◆ Page:
Modern Navigators Are Unerring, But Also Numb To The Universe

0

When I was a callow lad, private pilot ground school was interactive. It was interactive not in the sense of the Pavlovian clicking of choices on a webpage, but of having a human instructor who actually talked and answered questions. Chalk was a thing then.

One of the instructors must have been an old school oceanic navigator because during the section on basic navigation, he produced and demonstrated a sextant of the sort used by World War II-era crews to find their way across the Pacific. I remember two things about this instrument. It had a bubble and my first attempt at reducing position with it put us in Indiana, 600 miles away from where in fact we were in North Carolina.

This effort was a mere curiosity by an engaged teacher for celestial navigation, was not then a part of pilot training and half a century later, many people don’t even know what it is. Thank GPS for that, at least in part. But that instructor left with me a lifelong fascination with celestial navigation and that led me to Sextant: A Young Man’s Daring Sea Voyage and the Men Who Mapped the World’s Oceans, by David Ogilvy Barrie. It’s not a new work, but as a $2 Kindle edition, I couldn’t resist.

The book deals with ocean navigation and its history through the development of various instruments leading to the first sextants around 1759 or so. These instruments, along with the shipboard chronometer, revolutionized the art of navigation at sea, skills that would persist into the air age in the interim between routine transoceanic steamship travel and the jet age. Indeed, jet airliners carried sextant ports well into the era of Doppler nav, CONSOL, Loran and inertial navigation, although they were hardly more useful than a vestigial organ by then.

In reading Barrie’s book, it’s almost shocking to realize how much modern navigation has isolated us from the most rudimentary understanding of the physical world. He describes being at sea on clear, moonless nights and seeing the vast field of stars scroll by not as anonymous winking points of light but as a half dome of guideposts as familiar as the mailbox at the end of your driveway. And of recognizing Jupiter’s rise above the horizon and knowing that the brilliant Galileo Galilei devised the means to observe its moons, Callisto, Europa and Ganymede, to determine longitude on Earth a century before the chronometer was even thought of. And of looking at Polaris, without benefit of sextant, and knowing what 43 degrees North just looks like.

◆ Goals:
A: List the navigation systems that, according to the essay on celestial navigation, jet airliners used while still carrying sextant ports.
B: Continue the essay on celestial navigation from its final paragraph.

◆ Excerpted data:
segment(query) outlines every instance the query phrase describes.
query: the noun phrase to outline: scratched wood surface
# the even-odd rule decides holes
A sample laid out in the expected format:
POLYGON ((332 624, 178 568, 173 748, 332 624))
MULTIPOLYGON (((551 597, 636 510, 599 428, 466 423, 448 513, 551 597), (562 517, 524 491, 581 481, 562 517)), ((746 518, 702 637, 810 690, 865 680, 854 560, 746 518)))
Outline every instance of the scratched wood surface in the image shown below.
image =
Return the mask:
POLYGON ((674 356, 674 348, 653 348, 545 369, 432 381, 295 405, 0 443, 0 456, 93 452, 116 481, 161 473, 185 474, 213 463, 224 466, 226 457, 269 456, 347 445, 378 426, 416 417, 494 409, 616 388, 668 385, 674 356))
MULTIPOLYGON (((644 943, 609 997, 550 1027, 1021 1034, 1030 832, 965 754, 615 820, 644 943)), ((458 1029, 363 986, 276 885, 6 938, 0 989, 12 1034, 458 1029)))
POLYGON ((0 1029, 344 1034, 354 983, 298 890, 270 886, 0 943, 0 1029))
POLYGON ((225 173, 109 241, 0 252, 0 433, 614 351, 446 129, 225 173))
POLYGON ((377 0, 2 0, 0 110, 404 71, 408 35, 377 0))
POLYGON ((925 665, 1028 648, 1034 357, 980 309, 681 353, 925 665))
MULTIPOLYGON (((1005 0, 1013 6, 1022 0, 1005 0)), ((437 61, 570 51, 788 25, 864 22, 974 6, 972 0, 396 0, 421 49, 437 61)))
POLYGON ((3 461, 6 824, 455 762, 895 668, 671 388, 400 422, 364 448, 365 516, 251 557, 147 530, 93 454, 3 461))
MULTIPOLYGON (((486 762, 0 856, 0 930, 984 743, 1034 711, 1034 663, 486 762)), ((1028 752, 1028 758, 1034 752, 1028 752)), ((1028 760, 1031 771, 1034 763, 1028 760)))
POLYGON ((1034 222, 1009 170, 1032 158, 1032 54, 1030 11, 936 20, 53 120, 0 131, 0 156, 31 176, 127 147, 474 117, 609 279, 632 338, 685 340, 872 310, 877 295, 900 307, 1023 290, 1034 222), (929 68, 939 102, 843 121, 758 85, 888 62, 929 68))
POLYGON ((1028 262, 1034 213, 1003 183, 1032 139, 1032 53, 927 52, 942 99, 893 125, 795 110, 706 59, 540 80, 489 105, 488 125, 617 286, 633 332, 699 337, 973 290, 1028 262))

◆ Answers to the tasks:
A: Doppler nav, CONSOL, Loran, inertial navigation

B:
Modern city life has all but erased the sight of a deep star field, much less any knowledge of its composition. If you live in the Midwest or West, stop your car on a dark remote road and you’ll know the difference. Some years ago, I went on a press tour of the U.S.S. Theodore Roosevelt and stood on the LSO platform facing aft, with lights doused as we waited for the jets inbound from Oceana to enter the pattern for night quals. The sky was stunningly bright and complex but I couldn’t resurrect enough my college astronomy to orient myself with confidence before it clouded up and got black dark.

With GPS in every phone, watch and camera, the urge to understand the sky is ever more suppressed. It’s not that modern navigation requires little skill, it requires no skill. A celestial navigator herding a C-54 across the Pacific the year I was born would have done a flurry of sightings to confirm that yes, the headwind actually is 105 knots. Today, the GPS puts the wind in an unblinking, unerring data field that might merit a comment by the skipper to the FO between sips of coffee, but probably not even that.

I’m not given to the plaintive sentiment of the Luddite decrying what used to be nor would I ever suggest that it ought to be again. I’m a dedicated child of the modern age and I don’t long to ride around in a 56 Chevy because I used to own one. Give me digital variable-rate suspension and an ECU any day. GPS, too.

Modern GPS navigation is the inverse analog of celestial navigation. The former is all about precise times and ranges, the latter about precise angles and times measured with an instrument and an educated eyeball. With a $400 smartphone, you can navigate yourself across 3600 miles of the tractless Pacific with ease, if you can keep it charged. Tossed off the HMS Bounty, William Bligh did the same distance with a sextant, no almanacs and only the knowledge of admiralty charts locked in his memory. Today, most of us can’t find the next exit without our little electronic buddies.

It’s a good thing that anyone can do it now with the mere push of a few buttons and achieve accuracy Bligh couldn’t have dreamed of. The guidance is not only accurate, but unerring and nearly as reliable as the sun and stars the ancients counted on. And that makes the modern human navigator more accurate, more reliable and utterly unerring. But also quite a bit disconnected and just not quite as smart. Maybe 100 years from now, if we haven’t reduced the planet to an ash-blown cinder, some writer will long for the day when the GPS actually had buttons rather a direct neuron link to the brain.

WALL-E, here we come.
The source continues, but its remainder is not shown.